• **Supplied passage**
Mila The African Elephant

Mila in front of her new barn
Mila, October 2010

The Franklin Zoo Charitable Trust is the only organisation to fund the care and rehabilitation of Mila. The Trust continues to care for her daily and are fund raising to send her to a suitable facility in the USA to live out her life with other African elephants. Thanks to the generous donations from individuals, we are able to continue to care for her and have been able to fund the recruitment of an elephant project manager with many years experience in training elephants under protective contact management using positive reinforcement training.  This new elephant project manager has been working with Mila since late October 2012.  She is training Mila for her medical testing and crate training and we hope to move Mila in late 2013 to the US to her new home.

All donations to this project are gratefully received by the Trust and can be made on this web site or by:

DIRECT CREDIT: Franklin Zoo Charitable Trust, National Bank of NZ, Papakura Branch 06-0401-0327303-00

BY POST: Franklin Zoo Charitable Trust, 83 Ridge Road RD 4, Tuakau, Auckland 2694 (Please reference your name and phone number so that we can contact you to provide you with a Trust receipt)

Meet Mila, an ex circus African elephant. Mila  started her retirement with us in order to learn independence and free choice thinking and to just be an elephant again and her rehabilitation is progressing well. She is 40 years old and is in great health. Check out her trunk, an elephant’s trunk is actually a long nose and a lip fused, it’s used for smelling, breathing, trumpeting, drinking, and also for grabbing things—especially a potential meal. The trunk alone contains about 100,000 different sub unit muscles. African elephants have two fingerlike features on the end of their trunk that they can use to grab small items. (Asian elephants have one.) Elephants eat roots, grasses, leaves, fruit, and bark, and they eat a lot of these things. An adult elephant can consume up to 300 pounds (136 kilograms) of food in a single day. 

These hungry animals do not sleep much, and they roam over great distances while foraging for the large quantities of food that they require to sustain their massive bodies. This is why the program we have designed for Jumbo involves 24 hour care with activities all day and night. An elephant can sleep as little as two hours every day so we need to keep her occupied.

• **Data records**

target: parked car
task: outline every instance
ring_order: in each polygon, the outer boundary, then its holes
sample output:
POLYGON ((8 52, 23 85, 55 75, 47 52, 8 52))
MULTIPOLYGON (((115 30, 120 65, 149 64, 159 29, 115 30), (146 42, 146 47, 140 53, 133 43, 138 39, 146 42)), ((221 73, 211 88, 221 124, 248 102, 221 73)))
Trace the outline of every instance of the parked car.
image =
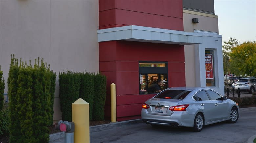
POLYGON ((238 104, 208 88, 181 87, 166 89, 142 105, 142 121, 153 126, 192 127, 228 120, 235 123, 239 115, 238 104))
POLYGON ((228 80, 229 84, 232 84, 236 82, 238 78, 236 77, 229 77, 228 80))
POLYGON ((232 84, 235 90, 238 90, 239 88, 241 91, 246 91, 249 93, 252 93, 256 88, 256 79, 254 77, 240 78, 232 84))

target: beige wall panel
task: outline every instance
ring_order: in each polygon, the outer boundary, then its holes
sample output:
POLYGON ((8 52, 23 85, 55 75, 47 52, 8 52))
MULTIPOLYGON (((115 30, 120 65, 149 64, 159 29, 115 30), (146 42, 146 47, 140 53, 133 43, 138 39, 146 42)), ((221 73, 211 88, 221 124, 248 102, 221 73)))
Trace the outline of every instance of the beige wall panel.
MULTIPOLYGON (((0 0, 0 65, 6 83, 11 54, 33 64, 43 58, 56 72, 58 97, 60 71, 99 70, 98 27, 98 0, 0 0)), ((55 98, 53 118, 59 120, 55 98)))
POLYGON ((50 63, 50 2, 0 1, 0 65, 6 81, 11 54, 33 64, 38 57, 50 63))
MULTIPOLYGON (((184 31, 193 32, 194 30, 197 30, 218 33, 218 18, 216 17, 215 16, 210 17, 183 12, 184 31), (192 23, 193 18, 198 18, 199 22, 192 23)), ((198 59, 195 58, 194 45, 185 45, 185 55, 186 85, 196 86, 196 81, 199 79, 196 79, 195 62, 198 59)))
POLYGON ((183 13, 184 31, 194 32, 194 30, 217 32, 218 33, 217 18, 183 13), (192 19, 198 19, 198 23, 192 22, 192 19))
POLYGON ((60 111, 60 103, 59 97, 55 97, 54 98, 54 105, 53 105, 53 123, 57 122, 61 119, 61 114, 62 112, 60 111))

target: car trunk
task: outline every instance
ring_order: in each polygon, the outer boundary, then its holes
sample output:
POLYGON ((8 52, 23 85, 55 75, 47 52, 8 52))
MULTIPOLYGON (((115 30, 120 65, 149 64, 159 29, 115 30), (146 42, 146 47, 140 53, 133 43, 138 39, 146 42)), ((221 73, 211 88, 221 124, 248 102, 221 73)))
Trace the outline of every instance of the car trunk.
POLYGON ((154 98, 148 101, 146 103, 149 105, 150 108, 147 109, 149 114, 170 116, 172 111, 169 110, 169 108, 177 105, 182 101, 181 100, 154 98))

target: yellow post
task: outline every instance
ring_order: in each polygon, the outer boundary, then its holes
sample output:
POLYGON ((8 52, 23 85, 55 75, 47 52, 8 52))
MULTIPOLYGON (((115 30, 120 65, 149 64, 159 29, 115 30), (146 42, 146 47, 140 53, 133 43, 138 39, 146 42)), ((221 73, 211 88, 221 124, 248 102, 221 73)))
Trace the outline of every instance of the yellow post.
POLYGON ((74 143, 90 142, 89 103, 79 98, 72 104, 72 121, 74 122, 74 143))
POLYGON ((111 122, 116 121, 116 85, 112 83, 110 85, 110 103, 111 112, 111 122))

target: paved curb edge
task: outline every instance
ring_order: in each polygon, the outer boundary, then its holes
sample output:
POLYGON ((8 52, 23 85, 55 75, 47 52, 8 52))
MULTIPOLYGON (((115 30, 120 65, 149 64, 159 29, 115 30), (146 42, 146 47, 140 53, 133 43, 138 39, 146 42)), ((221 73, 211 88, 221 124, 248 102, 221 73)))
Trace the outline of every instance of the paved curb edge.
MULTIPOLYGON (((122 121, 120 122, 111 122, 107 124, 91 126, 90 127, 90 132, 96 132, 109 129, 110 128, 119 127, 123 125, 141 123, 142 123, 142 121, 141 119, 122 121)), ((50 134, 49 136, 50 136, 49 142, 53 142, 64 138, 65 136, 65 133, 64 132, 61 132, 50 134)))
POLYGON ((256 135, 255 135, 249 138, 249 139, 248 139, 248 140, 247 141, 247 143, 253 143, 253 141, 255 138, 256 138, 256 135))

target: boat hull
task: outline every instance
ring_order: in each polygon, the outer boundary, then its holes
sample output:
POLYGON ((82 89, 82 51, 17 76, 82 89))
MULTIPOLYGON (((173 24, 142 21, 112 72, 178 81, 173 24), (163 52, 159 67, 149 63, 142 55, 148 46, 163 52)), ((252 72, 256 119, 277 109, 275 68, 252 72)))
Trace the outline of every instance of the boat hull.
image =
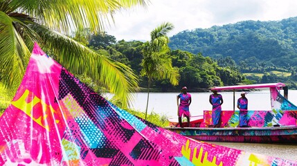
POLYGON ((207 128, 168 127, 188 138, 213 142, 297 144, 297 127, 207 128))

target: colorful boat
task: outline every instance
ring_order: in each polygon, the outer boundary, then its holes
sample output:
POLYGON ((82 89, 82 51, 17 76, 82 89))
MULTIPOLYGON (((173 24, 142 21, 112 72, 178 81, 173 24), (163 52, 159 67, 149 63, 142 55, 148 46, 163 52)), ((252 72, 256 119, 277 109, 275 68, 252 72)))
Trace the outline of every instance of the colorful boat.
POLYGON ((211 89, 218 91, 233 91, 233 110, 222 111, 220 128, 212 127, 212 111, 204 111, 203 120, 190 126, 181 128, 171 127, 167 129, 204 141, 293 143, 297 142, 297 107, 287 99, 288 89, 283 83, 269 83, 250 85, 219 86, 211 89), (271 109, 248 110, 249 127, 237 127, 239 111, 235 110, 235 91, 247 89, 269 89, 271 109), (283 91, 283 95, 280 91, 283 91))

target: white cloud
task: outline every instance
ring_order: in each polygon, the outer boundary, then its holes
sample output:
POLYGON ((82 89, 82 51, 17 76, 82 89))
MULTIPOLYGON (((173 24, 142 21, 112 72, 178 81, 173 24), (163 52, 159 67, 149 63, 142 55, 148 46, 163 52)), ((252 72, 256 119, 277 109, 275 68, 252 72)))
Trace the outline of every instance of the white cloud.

• **Problems to solve**
1. List every food that the text about Mila says elephants eat.
2. Set down the part of the text about Mila starting at "BY POST: Franklin" and ending at "a Trust receipt)".
The items play no part in the tasks.

• **Task-by-task solutions**
1. Roots, grasses, leaves, fruit, bark

2.
BY POST: Franklin Zoo Charitable Trust, 83 Ridge Road RD 4, Tuakau, Auckland 2694 (Please reference your name and phone number so that we can contact you to provide you with a Trust receipt)